Coordinate labeling records
━━━━━━━━━━━━━━━━

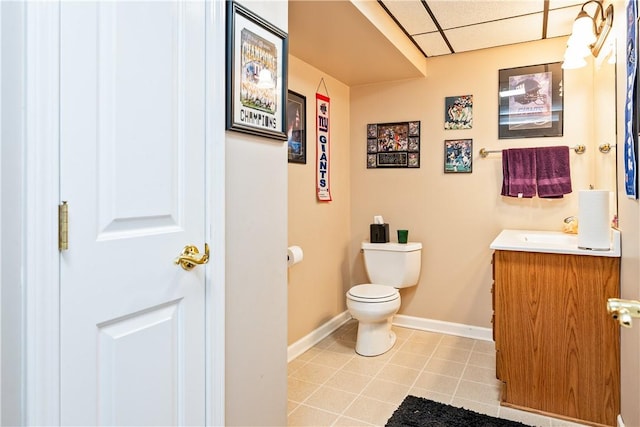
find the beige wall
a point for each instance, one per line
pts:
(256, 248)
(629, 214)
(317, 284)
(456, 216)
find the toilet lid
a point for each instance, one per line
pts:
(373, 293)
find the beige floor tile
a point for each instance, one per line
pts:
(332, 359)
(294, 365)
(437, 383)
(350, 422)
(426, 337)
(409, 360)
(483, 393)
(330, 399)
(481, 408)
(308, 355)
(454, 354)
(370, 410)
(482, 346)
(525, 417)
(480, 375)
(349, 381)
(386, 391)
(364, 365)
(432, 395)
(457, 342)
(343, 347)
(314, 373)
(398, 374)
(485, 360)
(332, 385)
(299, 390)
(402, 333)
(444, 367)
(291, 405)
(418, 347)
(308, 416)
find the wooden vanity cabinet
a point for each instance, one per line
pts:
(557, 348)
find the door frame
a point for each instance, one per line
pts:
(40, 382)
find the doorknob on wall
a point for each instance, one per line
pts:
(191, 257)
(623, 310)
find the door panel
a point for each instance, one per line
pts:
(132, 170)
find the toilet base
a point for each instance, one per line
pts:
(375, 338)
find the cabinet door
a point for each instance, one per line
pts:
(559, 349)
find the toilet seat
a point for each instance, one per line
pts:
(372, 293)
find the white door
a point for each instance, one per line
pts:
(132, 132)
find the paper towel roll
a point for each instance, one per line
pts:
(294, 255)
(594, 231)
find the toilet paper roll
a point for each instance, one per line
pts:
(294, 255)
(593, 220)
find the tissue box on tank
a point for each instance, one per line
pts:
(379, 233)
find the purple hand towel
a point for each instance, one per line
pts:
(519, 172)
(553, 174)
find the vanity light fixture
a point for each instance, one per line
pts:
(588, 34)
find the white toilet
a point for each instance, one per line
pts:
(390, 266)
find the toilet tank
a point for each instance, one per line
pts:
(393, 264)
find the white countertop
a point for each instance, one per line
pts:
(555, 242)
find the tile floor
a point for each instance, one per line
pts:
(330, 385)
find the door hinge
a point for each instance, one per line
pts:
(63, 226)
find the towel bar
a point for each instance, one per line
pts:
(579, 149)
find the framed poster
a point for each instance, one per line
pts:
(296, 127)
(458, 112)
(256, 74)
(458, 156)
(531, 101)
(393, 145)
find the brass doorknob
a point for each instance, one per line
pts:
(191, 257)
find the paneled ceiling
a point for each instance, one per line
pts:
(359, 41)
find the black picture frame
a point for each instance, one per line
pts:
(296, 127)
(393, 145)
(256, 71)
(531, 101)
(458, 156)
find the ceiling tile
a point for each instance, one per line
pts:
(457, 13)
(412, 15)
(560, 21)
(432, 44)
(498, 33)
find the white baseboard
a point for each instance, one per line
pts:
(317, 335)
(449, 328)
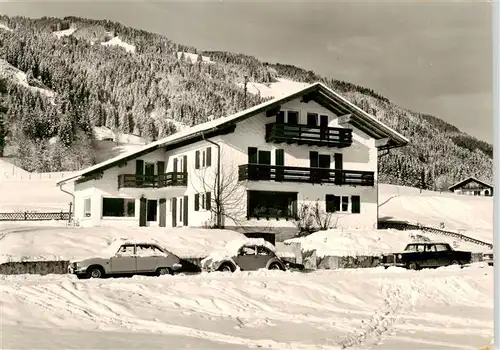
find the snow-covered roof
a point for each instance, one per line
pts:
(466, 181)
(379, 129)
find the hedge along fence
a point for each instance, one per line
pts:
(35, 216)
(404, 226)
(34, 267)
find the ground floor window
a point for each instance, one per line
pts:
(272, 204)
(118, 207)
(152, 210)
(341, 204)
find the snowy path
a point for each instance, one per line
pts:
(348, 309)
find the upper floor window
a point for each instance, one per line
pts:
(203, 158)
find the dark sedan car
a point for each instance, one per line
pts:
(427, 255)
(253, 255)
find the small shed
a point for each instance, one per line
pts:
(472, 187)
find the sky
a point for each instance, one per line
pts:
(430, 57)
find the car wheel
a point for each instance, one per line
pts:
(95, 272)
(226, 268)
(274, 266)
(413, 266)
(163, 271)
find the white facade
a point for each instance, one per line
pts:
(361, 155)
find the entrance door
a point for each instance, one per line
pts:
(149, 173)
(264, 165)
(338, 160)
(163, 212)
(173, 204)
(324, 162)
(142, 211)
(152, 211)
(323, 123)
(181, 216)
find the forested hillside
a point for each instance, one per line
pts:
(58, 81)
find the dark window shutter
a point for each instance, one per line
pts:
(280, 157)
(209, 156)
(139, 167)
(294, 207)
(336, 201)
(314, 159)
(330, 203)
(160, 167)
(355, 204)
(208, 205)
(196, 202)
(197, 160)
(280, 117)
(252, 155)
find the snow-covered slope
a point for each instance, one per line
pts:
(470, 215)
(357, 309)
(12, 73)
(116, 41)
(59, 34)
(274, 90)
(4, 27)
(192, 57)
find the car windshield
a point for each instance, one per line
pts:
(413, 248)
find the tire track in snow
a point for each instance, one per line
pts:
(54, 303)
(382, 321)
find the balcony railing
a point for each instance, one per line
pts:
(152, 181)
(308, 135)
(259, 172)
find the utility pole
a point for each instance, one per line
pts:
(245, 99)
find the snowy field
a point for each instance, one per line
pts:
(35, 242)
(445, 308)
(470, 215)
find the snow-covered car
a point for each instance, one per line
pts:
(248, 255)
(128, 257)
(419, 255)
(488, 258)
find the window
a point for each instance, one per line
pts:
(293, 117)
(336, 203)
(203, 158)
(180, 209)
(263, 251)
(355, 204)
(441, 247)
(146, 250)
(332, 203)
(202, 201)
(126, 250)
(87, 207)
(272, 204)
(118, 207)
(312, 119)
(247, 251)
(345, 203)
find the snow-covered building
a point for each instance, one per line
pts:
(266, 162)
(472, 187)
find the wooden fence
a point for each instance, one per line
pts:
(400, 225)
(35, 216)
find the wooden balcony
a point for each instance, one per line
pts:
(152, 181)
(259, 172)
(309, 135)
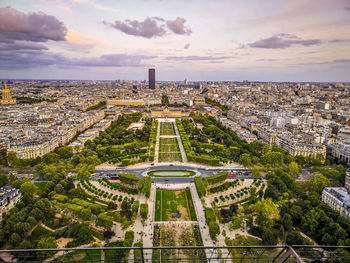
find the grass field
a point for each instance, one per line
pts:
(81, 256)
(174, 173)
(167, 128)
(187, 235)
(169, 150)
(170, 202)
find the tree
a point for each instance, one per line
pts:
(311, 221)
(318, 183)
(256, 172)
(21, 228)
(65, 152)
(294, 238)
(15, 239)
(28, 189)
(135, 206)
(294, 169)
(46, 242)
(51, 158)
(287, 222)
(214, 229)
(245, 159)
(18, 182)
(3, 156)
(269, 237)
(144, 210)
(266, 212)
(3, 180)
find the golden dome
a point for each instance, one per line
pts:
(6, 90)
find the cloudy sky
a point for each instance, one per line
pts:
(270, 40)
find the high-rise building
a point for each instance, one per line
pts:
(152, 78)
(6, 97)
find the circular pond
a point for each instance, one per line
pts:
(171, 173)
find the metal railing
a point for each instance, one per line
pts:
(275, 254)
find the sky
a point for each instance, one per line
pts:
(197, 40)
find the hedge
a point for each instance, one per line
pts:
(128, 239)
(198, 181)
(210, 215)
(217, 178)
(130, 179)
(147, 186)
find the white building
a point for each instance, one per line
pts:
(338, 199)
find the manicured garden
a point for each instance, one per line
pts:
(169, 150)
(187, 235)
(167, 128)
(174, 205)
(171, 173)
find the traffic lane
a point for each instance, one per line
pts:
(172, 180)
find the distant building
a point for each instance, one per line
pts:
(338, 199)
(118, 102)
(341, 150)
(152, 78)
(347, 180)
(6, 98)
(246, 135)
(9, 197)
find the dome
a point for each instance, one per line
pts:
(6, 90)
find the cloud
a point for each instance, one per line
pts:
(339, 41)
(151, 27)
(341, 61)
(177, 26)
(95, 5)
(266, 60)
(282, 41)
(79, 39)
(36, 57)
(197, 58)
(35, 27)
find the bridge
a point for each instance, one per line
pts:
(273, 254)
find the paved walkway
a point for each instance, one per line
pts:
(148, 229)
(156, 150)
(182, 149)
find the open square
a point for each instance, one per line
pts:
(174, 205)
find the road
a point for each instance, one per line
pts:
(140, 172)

━━━━━━━━━━━━━━━━

Aim of the exercise = Retype every line of the records above with no changes, omitting the pictures.

Solution to this task =
find the beige wall
a point for each instance, one per line
pts:
(256, 248)
(629, 214)
(317, 284)
(456, 216)
find the toilet lid
a point for each instance, one per line
pts:
(373, 293)
find the beige floor tile
a point for each instance, one per line
pts:
(332, 359)
(294, 365)
(437, 383)
(350, 422)
(426, 337)
(409, 360)
(483, 393)
(330, 399)
(481, 408)
(308, 355)
(454, 354)
(370, 410)
(482, 346)
(525, 417)
(480, 375)
(349, 381)
(386, 391)
(364, 365)
(432, 395)
(457, 342)
(343, 347)
(314, 373)
(398, 374)
(485, 360)
(332, 385)
(299, 390)
(402, 333)
(444, 367)
(291, 405)
(418, 347)
(308, 416)
find the wooden vanity cabinet
a point for each instance, one per line
pts:
(557, 348)
find the door frame
a point for each instance, one per line
pts:
(40, 382)
find the doorknob on wall
a point for each instance, one per line
pts:
(191, 257)
(623, 310)
find the door panel
a point for each instance, one per line
pts:
(132, 170)
find the toilet base
a point for each instance, one per line
pts:
(375, 338)
find the cabinet door
a point for each instance, one per line
pts:
(559, 349)
find the toilet seat
a point for each instance, one per line
pts:
(372, 293)
find the white door
a point for each instance, one per line
pts:
(132, 132)
find the paper towel roll
a point for each instance, one per line
pts:
(294, 255)
(594, 231)
find the toilet paper roll
a point for each instance, one per line
pts:
(294, 255)
(593, 220)
find the tissue box on tank
a point for each instance, one per line
pts:
(379, 233)
find the purple hand towel
a point for each instance, one per line
pts:
(519, 172)
(553, 174)
find the vanity light fixture
a point for each instance, one per line
pts:
(588, 34)
find the white toilet
a point for each instance, one per line
pts:
(390, 266)
find the toilet tank
a point for each instance, one per line
pts:
(393, 264)
find the white countertop
a point for each instance, one per line
pts:
(555, 242)
find the tile floor
a point for each instance, one per line
pts:
(330, 385)
find the door hinge
a point for each instance, one per line
pts:
(63, 226)
find the towel bar
a point for each instance, one per line
pts:
(579, 149)
find the framed poster
a point for each instance, one per line
pts:
(296, 127)
(458, 112)
(256, 74)
(458, 156)
(531, 101)
(393, 145)
find the brass doorknob
a point for each instance, one per line
pts:
(191, 257)
find the paneled ceiling
a point for each instance, one per line
pts:
(359, 41)
find the black picture frame
a point for each instance, one per line
pts:
(296, 127)
(393, 145)
(256, 71)
(531, 101)
(458, 156)
find the ceiling tile
a point for each instance, one per line
pts:
(457, 13)
(412, 15)
(560, 21)
(432, 44)
(498, 33)
find the white baseboard
a point for each instance, one per line
pts:
(317, 335)
(449, 328)
find the snow-covered roof
a point for each instance, one per line
pts:
(466, 181)
(379, 129)
find the hedge along fence
a point for each instance, one per line
pts:
(35, 216)
(404, 226)
(34, 267)
find the ground floor window
a point for each instance, one per line
pts:
(272, 204)
(118, 207)
(152, 210)
(341, 204)
find the snowy path
a point for each instance, one per line
pts:
(348, 309)
find the upper floor window
a point for each instance, one per line
pts:
(203, 158)
find the dark sedan car
a point for each instance, one per line
pts:
(427, 255)
(253, 255)
find the small shed
a point for each instance, one per line
pts:
(472, 187)
find the sky
a point for each instance, one per line
pts:
(430, 57)
find the car wheel
a point for each instance, one per line
pts:
(95, 272)
(226, 268)
(274, 266)
(413, 266)
(163, 271)
find the white facade
a point for each instance, one per line
pts:
(361, 155)
find the entrance door
a point for each instance, one per line
pts:
(149, 173)
(264, 165)
(338, 160)
(163, 212)
(173, 204)
(324, 162)
(142, 211)
(152, 211)
(323, 123)
(181, 216)
find the forested hillside
a point for each instance, one per line
pts:
(58, 81)
find the dark window shutter
a point for each instance, one per line
pts:
(280, 157)
(209, 156)
(139, 167)
(294, 207)
(336, 201)
(314, 159)
(330, 203)
(160, 167)
(355, 204)
(208, 205)
(196, 202)
(197, 160)
(280, 117)
(252, 155)
find the snow-covered slope
a point for each instance, one per line
pts:
(470, 215)
(357, 309)
(12, 73)
(116, 41)
(59, 34)
(274, 90)
(4, 27)
(192, 57)
find the car windshield
a point for each instance, one per line
pts:
(413, 248)
find the tire track in snow
a point for each instance, one per line
pts:
(54, 303)
(382, 321)
find the balcony railing
a point for each instance, one per line
pts:
(152, 181)
(308, 135)
(259, 172)
find the utility pole
a point for each instance, one per line
pts:
(245, 99)
find the snowy field
a point for each instance, one per line
pts:
(35, 242)
(445, 308)
(470, 215)
find the snow-covered car
a point for each instance, one per line
pts:
(248, 255)
(128, 257)
(419, 255)
(488, 258)
find the window
a point for each instance, one per line
pts:
(293, 117)
(336, 203)
(203, 158)
(180, 209)
(263, 251)
(355, 204)
(441, 247)
(146, 250)
(332, 203)
(202, 201)
(126, 250)
(87, 207)
(272, 204)
(118, 207)
(312, 119)
(247, 251)
(345, 203)
find the snow-covered building
a point for each instance, one per line
pts:
(266, 162)
(472, 187)
find the wooden fence
a point for each instance, one per line
pts:
(400, 225)
(35, 216)
find the wooden balcony
a point for each instance, one per line
pts:
(152, 181)
(259, 172)
(309, 135)
find the grass field
a point for each instance, one per line
pts:
(81, 256)
(174, 173)
(167, 128)
(187, 235)
(169, 150)
(170, 202)
find the tree
a point for each instance, one per line
pts:
(311, 221)
(318, 183)
(256, 172)
(21, 228)
(65, 152)
(294, 238)
(15, 239)
(28, 189)
(135, 206)
(294, 169)
(46, 242)
(51, 158)
(287, 222)
(214, 229)
(245, 159)
(18, 182)
(3, 156)
(269, 237)
(144, 210)
(266, 212)
(3, 180)
find the golden dome
a point for each instance, one per line
pts:
(6, 90)
find the cloudy sky
a point for each instance, one per line
pts:
(270, 40)
find the high-rise building
a point for each instance, one per line
pts:
(152, 78)
(6, 97)
find the circular pond
a point for each instance, one per line
pts:
(171, 173)
find the metal railing
a point for each instance, one per line
pts:
(275, 254)
find the sky
a point for each instance, one per line
pts:
(197, 40)
find the hedge
a point for each instance, one per line
pts:
(128, 239)
(198, 181)
(210, 215)
(217, 178)
(130, 179)
(147, 186)
find the white building
a point for each instance, one per line
pts:
(338, 199)
find the manicured garden
a point for each instance, one per line
pts:
(169, 150)
(187, 235)
(167, 128)
(174, 205)
(171, 173)
find the traffic lane
a point for each instance, one per line
pts:
(172, 180)
find the distant building
a point for each instance, one per line
pts:
(338, 199)
(118, 102)
(341, 150)
(152, 78)
(347, 180)
(6, 98)
(246, 135)
(9, 197)
find the dome
a point for each instance, one per line
pts:
(6, 90)
find the cloud
a point for each instance, one per line
pts:
(339, 41)
(151, 27)
(341, 61)
(177, 26)
(95, 5)
(266, 60)
(282, 41)
(79, 39)
(36, 57)
(197, 58)
(35, 27)
find the bridge
a point for each instance, one per line
pts:
(273, 254)
find the paved walkway
a point for each instance, one per line
pts:
(148, 229)
(156, 150)
(182, 149)
find the open square
a point for each instance, one per line
pts:
(174, 205)
find the road
a point for each instance, one per line
pts:
(140, 172)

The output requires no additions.